# Sig Sauer P226 or H&K USP or Beretta 92FS



## Glock12 (Nov 18, 2012)

I’m only interested in 9mm and I can only buy one. 


What is the superior pistol? And why?


----------



## TAPnRACK (Jan 30, 2013)

No cut & dry answer...

All 3 are very high quality firearms by reliable manufacturers. You really need to handle each one & see what fits your hand better and which trigger you like. Sights are similar but you may prefer one over the other.

Having owned and fired only the Sig & Beretta I can only comment on those 2 models. I'd say it's a dead tie between the two. I love my Sig & Beretta equally although my accuracy is slightly more accurate with my 92G... maybe because I've owned it longer. Both have been flawless in regards to reliability & malfunctions using quality ammo. Both are aesthetically pleasing and are easy to break down in seconds... so again, a tie. 

Price is similar as well depending on where their purchased. I know I didn't give a tie breaker answer... but thats like picking your favorite child.


----------



## Glock12 (Nov 18, 2012)

Thanks for the reply.

I intend on using it for competition so accuracy is my primary concern. 

I know there is no cut and dry answer, but I would be keen to hear what members have to say.


----------



## berettabone (Jan 23, 2012)

They are all nice firearms, but I have to go with the Beretta..........I just like the layout, with the decocker safety, side changeable mag release, slightly longer sight plane, ease of maintenance.


----------



## rex (Jan 27, 2012)

All 3 are good but I've never owned a Sig,I'm not big on the way they fit my hand.I've shot many matches with my Beretta and it won me quite a few matches.One thing to be aware of (at least in older 92s) is you should slug the bore if you shoot lead,they tend to be on the larger size.I tried some .356 lrn and they leaded a bit too much for me.One batch was running about .3555 and after 50 rounds my bore literally looked like a shotgun bore.I gave up on lead at that point in that gun but it shoots great with jacketed.You have to keep an eye on the locking block too,it's a cheap dropin part but can crack around the 15,000 round mark unless you shoot light loads.

STORED DATA:
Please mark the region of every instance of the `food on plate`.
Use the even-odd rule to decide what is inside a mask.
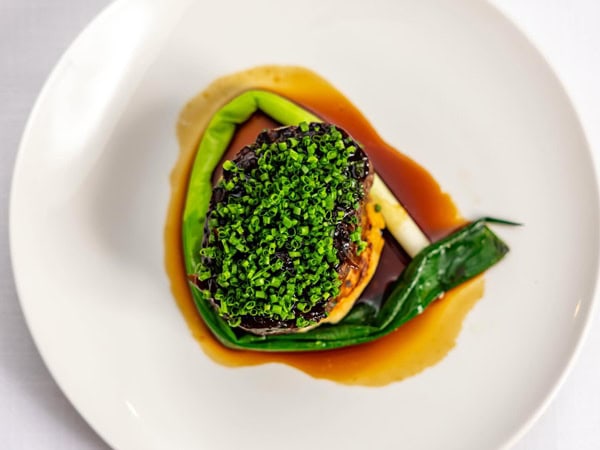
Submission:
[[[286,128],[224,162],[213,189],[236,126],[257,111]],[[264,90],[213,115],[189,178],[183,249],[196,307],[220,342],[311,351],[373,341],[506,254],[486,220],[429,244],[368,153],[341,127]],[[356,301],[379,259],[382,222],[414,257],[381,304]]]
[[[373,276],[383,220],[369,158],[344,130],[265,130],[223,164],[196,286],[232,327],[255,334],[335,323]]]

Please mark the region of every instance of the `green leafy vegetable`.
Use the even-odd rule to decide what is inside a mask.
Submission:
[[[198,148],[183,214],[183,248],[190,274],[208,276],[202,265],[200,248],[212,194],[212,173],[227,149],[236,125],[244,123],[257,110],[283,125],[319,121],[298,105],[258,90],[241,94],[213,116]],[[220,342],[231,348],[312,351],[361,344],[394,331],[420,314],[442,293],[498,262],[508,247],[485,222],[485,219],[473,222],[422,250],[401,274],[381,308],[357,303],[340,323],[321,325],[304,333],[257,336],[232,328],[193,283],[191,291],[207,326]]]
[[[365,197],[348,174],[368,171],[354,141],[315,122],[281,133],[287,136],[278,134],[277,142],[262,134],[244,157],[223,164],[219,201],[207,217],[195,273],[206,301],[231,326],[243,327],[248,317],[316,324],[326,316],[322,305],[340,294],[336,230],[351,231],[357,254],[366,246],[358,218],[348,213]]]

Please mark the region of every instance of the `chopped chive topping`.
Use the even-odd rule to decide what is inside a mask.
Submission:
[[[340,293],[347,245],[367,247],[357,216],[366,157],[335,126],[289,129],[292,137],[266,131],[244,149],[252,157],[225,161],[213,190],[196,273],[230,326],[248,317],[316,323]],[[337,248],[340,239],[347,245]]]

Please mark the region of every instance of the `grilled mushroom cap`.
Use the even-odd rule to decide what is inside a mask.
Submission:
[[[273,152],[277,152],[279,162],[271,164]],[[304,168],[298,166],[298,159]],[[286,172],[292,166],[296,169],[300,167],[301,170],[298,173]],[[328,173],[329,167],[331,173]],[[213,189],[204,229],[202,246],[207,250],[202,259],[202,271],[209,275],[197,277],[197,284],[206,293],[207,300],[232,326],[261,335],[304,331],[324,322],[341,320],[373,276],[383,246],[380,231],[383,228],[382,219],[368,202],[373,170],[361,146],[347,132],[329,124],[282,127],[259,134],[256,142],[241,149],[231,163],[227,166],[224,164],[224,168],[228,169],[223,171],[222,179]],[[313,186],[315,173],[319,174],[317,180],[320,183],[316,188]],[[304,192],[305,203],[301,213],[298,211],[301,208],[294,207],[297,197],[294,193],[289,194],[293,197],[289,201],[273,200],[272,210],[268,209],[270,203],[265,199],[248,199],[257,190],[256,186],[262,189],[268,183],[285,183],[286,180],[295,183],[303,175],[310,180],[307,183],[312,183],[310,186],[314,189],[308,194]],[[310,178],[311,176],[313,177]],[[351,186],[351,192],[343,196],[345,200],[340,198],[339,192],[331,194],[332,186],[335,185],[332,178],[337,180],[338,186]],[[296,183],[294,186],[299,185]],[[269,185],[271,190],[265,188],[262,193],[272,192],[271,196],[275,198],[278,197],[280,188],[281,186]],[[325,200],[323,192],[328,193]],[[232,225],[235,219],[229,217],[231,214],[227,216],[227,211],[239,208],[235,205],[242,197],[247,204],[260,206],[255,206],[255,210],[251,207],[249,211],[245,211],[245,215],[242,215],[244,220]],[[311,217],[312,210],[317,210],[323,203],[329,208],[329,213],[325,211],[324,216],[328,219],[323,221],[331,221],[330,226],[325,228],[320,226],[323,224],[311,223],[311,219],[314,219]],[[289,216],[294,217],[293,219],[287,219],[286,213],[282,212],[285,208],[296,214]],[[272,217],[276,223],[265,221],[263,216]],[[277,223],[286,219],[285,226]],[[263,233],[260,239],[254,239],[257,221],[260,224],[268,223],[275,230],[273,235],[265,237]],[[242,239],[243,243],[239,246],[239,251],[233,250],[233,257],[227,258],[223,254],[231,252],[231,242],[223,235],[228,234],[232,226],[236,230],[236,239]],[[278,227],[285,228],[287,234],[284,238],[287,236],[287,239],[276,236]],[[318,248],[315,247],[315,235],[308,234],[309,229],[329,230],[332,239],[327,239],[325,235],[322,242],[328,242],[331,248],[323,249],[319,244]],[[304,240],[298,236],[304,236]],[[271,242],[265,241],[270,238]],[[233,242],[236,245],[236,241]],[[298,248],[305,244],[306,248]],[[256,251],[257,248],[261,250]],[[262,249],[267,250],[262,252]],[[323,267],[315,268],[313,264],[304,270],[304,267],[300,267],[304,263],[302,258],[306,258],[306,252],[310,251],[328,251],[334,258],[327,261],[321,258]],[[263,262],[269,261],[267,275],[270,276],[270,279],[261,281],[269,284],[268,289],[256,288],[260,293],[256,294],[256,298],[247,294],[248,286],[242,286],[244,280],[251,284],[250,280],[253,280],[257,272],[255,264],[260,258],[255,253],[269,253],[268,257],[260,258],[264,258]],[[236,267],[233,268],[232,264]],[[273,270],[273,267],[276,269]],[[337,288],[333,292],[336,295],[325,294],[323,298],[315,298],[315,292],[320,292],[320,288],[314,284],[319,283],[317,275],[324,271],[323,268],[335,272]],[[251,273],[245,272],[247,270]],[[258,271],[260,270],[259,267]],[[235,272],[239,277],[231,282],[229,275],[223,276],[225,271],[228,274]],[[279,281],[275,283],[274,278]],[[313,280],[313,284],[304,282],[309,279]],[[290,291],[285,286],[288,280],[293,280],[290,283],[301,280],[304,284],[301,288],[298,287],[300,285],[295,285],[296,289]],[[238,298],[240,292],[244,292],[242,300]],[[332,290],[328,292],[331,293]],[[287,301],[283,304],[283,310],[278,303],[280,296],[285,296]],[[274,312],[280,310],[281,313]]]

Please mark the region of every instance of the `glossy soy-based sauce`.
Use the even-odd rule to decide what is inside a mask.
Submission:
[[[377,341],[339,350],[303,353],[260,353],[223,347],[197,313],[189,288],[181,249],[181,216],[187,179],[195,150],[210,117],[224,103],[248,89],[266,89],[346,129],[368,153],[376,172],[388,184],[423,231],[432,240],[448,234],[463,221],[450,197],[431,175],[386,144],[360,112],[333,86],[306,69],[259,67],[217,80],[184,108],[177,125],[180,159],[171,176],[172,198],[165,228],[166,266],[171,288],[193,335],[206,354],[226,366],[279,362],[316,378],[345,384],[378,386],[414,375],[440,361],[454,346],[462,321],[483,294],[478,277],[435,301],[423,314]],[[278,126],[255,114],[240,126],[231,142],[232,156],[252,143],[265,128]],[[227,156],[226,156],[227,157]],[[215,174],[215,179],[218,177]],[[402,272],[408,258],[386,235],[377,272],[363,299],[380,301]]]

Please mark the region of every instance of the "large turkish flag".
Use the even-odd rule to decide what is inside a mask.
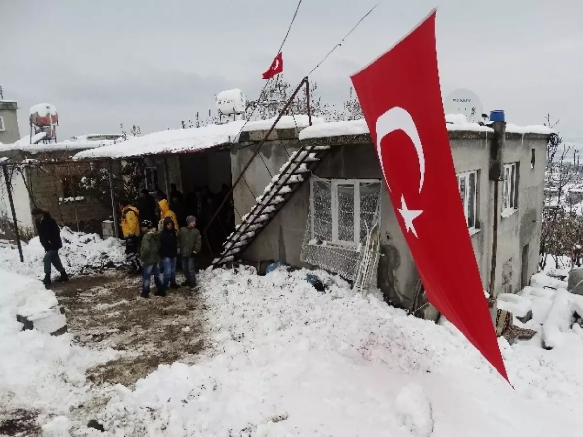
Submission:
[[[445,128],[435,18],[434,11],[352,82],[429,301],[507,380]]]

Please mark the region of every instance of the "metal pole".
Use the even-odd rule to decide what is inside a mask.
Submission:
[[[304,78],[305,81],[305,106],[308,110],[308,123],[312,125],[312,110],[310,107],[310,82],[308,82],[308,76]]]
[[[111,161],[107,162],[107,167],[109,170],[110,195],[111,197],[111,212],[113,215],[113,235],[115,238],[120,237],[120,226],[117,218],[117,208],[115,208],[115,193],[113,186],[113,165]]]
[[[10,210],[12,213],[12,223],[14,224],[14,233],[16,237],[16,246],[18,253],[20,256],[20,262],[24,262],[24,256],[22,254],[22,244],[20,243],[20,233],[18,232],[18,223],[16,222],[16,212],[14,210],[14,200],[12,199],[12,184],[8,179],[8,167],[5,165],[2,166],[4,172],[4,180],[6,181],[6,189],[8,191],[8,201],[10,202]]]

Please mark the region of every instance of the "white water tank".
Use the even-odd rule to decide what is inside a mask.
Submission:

REQUIRED WORK:
- 1) In the pistol thread, which features does berettabone name after "the layout, with" as reasons for choosing the Beretta?
- 2) Answer these about the pistol thread:
(a) Which three pistols does the title name?
(b) What does Glock12 say the pistol will be used for?
(c) According to rex, around what round count can the locking block crack?
- 3) In the pistol thread, start copying at "## berettabone (Jan" and stop after "(Jan 27, 2012)".

THE RESULTS:
- 1)
- Decocker safety
- Side changeable mag release
- Slightly longer sight plane
- Ease of maintenance

- 2)
(a) Sig Sauer P226, H&K USP, and Beretta 92FS
(b) Competition
(c) Around the 15,000 round mark, unless light loads are shot

- 3)
## berettabone (Jan 23, 2012)

They are all nice firearms, but I have to go with the Beretta..........I just like the layout, with the decocker safety, side changeable mag release, slightly longer sight plane, ease of maintenance.


----------



## rex (Jan 27, 2012)